* [QUELLENAUSZUG]:
========================

Die Rallye Dakar: Riskiere es!
Seit vierzig Jahren wird im Jänner Unmögliches möglich. Mit Matthias Walkners erstem Gesamtsieg im Vorjahr rückte das Motorsport-Spektakel näher an Österreich.
Die Rallye Dakar gehört zum Jänner wie Morgenfrost oder Ballgeflüster. Seit 1979 gibt es das Motorsport-Spektakel auf Sand, über Felsen und durch Gewässer. Als Rallye Paris–Dakar von einer Handvoll Franzosen auf der Suche nach Grenzerfahrungen trotz vieler Bedenken und Warnungen aus der Taufe gehoben, veränderte die Prüfung für Autos, Motorräder und Pkw mehrmals ihr Erscheinungsbild. Nach Terrorwarnungen wird seit 2009 statt in Afrika in Südamerika gefahren. Im Kern blieb die bedeutendste Rallye-Langstreckenprüfung dem Motto ihres ersten Organisationschefs Thierry Sabine treu: „Wenn das Leben langweilig wird, riskiere es!“Rallye Dakar, das sind heuer zehn Tagesetappen mit bis zu rund 840 Kilometern Länge, größtenteils zu fahren auf sandigem Untergrund. Zum Vergleich: Die Städte Wien und Hannover liegen genau solche 840 Kilometer voneinander entfernt. Auf der Autobahn. Zur Vorstellung, was die Rallye-Teilnehmer erwartet: Bei der Dakar gibt es kein Asphaltband, über weite Strecken gar keine Fahrbahnen, höchst selten Wegweiser, keine Leitplanken und auch keine Navigationsgeräte. Nur die Kompassrichtung darf dem Fahrer angezeigt werden. Erlaubt ist mittlerweile die Ortung via Satellitentelefonfunk von der Einsatzzentrale in Paris aus. Verloren gehen darf bei der Dakar niemand. Auch die Motorradfahrer sind auf bedrucktes Papier mit spärlichen Angaben zur Orientierung angewiesen. Die Rolle ist auf dem Tank befestigt und wird unterwegs per Handkurbel bedient. Bei Stopps kann dieses sogenannte Roadbook aufgefaltet werden. Auch in den Autos ist alles an Geräten verboten, was eine Landkarte aus dem Internet laden könnte.

========================

* [SCHRIFTLICHE AUFGABEN]:
1/ Prüfen Sie, ob die folgenden Aussagen mit dem Text zur Rallye Dakar übereinstimmen, und belegen Sie jede Antwort mit dem entscheidenden Wortlaut: (a) Seit 2009 findet die Rallye in Südamerika statt. (b) Navigationsgeräte dürfen den Fahrern den Weg anzeigen. (c) Die Tagesetappen führen größtenteils über Asphalt.
2/ Führen Sie den Text zur Rallye Dakar im Anschluss an seinen letzten Satz fort.
Die Zeilen des Datenteils werden hier nicht gebraucht.

* [DATENTEIL]:

========================

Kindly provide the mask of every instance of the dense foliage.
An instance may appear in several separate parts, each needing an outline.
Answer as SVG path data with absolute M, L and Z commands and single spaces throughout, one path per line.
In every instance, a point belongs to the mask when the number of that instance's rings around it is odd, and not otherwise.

========================

* [LÖSUNGEN DER AUFGABEN]:
1/
(a) Ja: „Nach Terrorwarnungen wird seit 2009 statt in Afrika in Südamerika gefahren.“
(b) Nein: „keine Navigationsgeräte. Nur die Kompassrichtung darf dem Fahrer angezeigt werden.“
(c) Nein: „größtenteils zu fahren auf sandigem Untergrund“

2/
Es wird keinen Teilnehmer in der vierzigjährigen Geschichte der Rallye geben, der sich nicht mindestens ein Mal verfahren hat. Es lauern Gräben, Abgründe, versteckte Steine und gar nicht so selten sind Karambolagen mit Tieren. Bei der Rallye 2012 kracht der französische Motocrosser Bruno Da Costa gegen eine Kuh. Das Motorrad geht in Flammen auf, Da Costa wird schwer verletzt, die Kuh verendet.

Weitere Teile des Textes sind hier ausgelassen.